Episode 125 – Quant-Curious Founders Win

 

September 1, 2024

 

Why do some investment firms just seem to have a killer portfolio of mostly winners? What is going on with these folks? 

 

Their poorly advertised secret is pretty simple: scanner data. The most successful investment firms buy enormous, store-wide pipes of data from SPINS or Nielsen and scan routinely for emerging seven-figure businesses that meet metrics outlined in my book (and others).

 

These scanner-derived lists are really a hunting ground for them. They have no idea yet, if YOU are a team they want to work with. 

 

The lesson here is that the most successful investors filter first for products with unusual velocity growth…they begin with math

 

The intimidation factor with scanner data is unusually high for some founders. I think it has to do with the arcane glossary of the scanner data world and its measurements. Yet, most founders are new to P&L accounting jargon for a consumer packaged goods business. And, despite this, operations forces you to learn this math language. You simply have to learn it. 

 

First-time founders with a creative or liberal arts bias need to get quant-curious before they order any product from a co-man. Not all of them do. It still surprises me how few founders actually model out their business with brutal clarity to understand what it will require of them. 

 

I suspect a lot of this lack of preparation is due to a cognitive block, a desire not to face the possibility of disaster. I do not think it’s due to math skills, per se. So little advanced math is needed to do these projections.

 

Lack of quant curiosity and financial projections has killed so many CPG startups, it is thoroughly unfunny. 

 

All founders should know what kind of working capital their business is likely to need in the first couple of years so they can raise these funds in advance. This is called seeding the business. 

 

You must be curious enough about working capital and cash burn requirements, if you want to up your odds of surviving long enough in the market to iterate. 

 

This is the first kind of quant-curiosity you must display: deep financial curiosity in the mechanics of your business. Too many founders in the 2010s got going via cheap personal debt without detailed financial planning and then started reacting to things like “Oh, shit, what are these deductions?” or “I didn’t realize I would need to store product after the co-man produced it” or “If I don’t get paid by the distributor for 120 days, how much do I need to keep things going beforehand?”

 

Honestly, more founders fail to get to Phase 2 because of this lack of financial  curiosity in how a CPG business works, a curiosity so deep that they don’t order from a co-man until they know every expense item and have a financial projection. 

 

The beauty of your initial projection is not its accuracy, it’s that you set up a spreadsheet you can rapidly edit as the inputs change (primarily the revenue). You have quantitative visibility into your business. It’s not just a cluster of e-mail threads.
----------
**WHAT TO DO:**
1. In the piece about quant-curious founders, what is raising a business's working capital in advance called?
2. Please carry on the piece about quant-curious founders, starting after its final sentence.
----------
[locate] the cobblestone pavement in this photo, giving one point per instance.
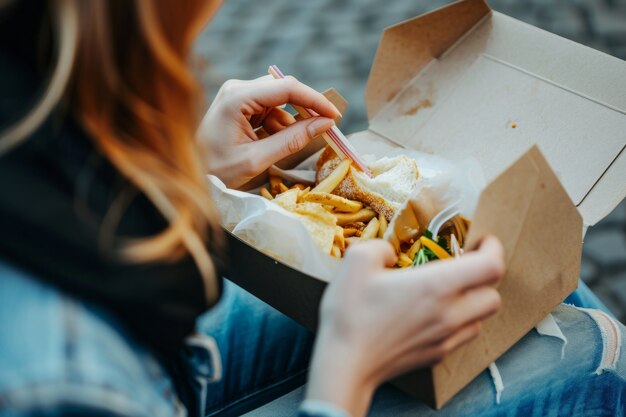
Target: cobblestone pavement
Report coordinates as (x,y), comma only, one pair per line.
(332,43)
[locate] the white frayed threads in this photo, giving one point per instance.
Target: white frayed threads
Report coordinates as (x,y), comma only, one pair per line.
(497,380)
(549,327)
(611,339)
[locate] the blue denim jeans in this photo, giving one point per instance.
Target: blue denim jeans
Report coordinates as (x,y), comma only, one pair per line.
(59,356)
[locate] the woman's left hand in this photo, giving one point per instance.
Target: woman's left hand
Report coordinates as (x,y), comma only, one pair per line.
(241,106)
----------
**RESPONSES BY TASK:**
1. Seeding the business.

2.
Sometime in Phase 2, though, is when I see a lot of founders just get sucked further into the financial side of things, generally because cash is running low or running out. Time is running out. Then, there is mad fundraising…and now, the founder has little time carved out to learn the most critical math there is in a CPG business not growing hyperbolically, like a unicorn. 

 

This is the math behind consumer demand, the ultimate fuel for any growth business, including Skate Ramp brands. 

 

As you enter Phase 2, though, it’s critical to start monitoring your brand health using basic scanner metrics AND benchmarking yourself mathematically against brands ahead of you. 

 

Obtaining scanner data is not a cheap thing to do, which is why investment firms and large brokerages truly do have the eagle eye advantage over every single stakeholder…including me…

But, there are ways to obtain one-off snapshots before you invest in ongoing, syndicated access. I talk about how to order these more inexpensive investments in my online course – Scrappy POS Data Analytics for Founders

 

Normally, early-stage retail-heavy brands invest in scanner data access because a) they have a ton of seed money or b) because sales leaders now demand it to do their work and provide professional selling stories to their buyers.

 

But, my recommendation is that founders budget for this data, in historical, category-level snapshot form, as soon as they cross $1M in trailing retail sales. 

 

This data should be purchased to provide founders and leaders setting the growth strategy and overall budget with critical benchmarks and national competitive context. 

 

Here’s some examples of the questions this kind of snapshot report should be able to answer

 

  • What does my rolling, quad-week velocity trend look like? Declining? Stable? Growing steadily?
  • When I add distribution (ACV) does my velocity also keep growing or does it flatline?
  • How does my velocity compare to nine-figure premium brands in my category? The gap you see is your primary upside
  • How many large brands are in my category and how fragmented is their market share? This affects how hard it is to secure additional shelf space
  • Factoring out price changes and pack size variation, what is the true consumer demand trend for my product (measured in Equivalized units)

I’ll stop there, in case your head is spinning.

 

There are a number of resources online you can use to learn scanner data terminology. CPGdatainsights.com is still live and remains a great resource for new founders. I have also other other resources I can share, IF you take my online course.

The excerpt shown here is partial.